*Material for this task*:
··········

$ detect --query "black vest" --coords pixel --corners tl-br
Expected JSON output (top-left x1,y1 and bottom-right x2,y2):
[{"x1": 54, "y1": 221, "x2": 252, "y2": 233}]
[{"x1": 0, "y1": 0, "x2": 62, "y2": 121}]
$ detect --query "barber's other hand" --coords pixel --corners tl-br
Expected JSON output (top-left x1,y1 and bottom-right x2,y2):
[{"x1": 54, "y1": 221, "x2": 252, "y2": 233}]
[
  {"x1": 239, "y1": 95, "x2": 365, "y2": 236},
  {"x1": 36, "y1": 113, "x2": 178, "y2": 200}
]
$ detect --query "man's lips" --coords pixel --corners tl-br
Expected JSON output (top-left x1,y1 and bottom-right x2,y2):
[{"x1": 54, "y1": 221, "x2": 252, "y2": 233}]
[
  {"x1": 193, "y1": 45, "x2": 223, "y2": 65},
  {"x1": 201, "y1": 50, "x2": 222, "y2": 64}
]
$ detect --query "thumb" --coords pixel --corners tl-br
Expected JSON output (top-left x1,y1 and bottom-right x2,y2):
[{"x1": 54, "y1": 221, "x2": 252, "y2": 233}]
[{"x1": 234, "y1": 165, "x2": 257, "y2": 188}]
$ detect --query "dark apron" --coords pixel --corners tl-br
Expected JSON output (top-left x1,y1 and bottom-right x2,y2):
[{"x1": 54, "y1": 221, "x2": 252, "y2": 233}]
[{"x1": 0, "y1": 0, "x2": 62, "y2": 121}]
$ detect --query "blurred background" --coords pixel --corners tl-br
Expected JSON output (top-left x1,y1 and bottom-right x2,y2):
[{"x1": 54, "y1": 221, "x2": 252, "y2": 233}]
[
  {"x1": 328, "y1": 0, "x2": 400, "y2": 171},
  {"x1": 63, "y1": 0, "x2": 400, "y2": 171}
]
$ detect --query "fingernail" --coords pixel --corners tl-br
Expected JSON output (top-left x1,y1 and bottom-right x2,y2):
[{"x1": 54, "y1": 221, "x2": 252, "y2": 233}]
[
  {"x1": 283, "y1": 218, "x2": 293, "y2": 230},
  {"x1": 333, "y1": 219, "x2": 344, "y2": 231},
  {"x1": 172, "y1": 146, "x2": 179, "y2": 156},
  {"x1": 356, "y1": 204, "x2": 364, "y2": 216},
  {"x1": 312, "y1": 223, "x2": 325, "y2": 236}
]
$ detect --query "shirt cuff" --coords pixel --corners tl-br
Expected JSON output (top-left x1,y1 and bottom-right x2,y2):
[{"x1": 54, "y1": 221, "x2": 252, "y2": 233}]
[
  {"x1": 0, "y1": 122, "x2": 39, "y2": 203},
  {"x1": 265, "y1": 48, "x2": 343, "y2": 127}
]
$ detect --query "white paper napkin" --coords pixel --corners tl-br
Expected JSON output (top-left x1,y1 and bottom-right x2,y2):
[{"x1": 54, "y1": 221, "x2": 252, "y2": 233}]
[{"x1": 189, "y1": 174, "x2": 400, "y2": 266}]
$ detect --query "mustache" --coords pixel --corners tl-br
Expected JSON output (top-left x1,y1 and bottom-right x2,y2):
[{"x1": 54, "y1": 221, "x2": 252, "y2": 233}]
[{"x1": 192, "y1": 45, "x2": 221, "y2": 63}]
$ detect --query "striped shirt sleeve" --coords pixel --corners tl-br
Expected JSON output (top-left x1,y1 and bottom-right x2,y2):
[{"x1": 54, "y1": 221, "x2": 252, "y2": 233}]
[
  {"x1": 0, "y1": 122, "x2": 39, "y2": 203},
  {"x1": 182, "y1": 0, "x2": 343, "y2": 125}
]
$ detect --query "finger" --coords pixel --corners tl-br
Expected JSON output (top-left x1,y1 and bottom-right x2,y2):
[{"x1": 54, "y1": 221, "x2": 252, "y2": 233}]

··········

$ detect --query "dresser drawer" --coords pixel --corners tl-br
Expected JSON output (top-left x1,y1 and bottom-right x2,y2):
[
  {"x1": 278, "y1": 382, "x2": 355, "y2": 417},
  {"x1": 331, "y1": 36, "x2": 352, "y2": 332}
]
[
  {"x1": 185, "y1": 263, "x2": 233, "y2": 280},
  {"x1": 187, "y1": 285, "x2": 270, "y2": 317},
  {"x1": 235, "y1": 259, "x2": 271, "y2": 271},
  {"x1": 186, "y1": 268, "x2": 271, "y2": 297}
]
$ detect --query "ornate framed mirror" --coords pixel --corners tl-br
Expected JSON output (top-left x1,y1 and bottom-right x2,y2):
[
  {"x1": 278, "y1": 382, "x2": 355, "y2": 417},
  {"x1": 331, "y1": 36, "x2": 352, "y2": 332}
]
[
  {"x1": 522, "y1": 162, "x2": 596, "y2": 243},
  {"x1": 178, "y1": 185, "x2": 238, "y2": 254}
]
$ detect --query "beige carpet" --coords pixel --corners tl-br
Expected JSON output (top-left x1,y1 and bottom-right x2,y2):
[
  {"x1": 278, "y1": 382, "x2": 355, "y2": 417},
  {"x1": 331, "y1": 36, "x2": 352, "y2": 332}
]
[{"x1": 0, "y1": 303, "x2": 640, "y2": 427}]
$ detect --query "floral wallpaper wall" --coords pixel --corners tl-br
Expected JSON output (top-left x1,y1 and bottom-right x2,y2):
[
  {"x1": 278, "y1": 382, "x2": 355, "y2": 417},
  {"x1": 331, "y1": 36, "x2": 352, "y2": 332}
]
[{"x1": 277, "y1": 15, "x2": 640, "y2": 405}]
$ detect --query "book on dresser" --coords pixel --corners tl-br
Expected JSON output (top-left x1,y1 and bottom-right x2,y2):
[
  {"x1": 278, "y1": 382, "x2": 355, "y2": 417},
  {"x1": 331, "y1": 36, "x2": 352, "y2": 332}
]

··········

*Goal of the exercise*:
Copy out every line of the rows above that contains the string "shirt".

*Output of the exercise*:
$ detect --query "shirt cuff" --coords pixel --corners tl-br
$ detect --query "striped shirt sleeve" --coords pixel --corners tl-br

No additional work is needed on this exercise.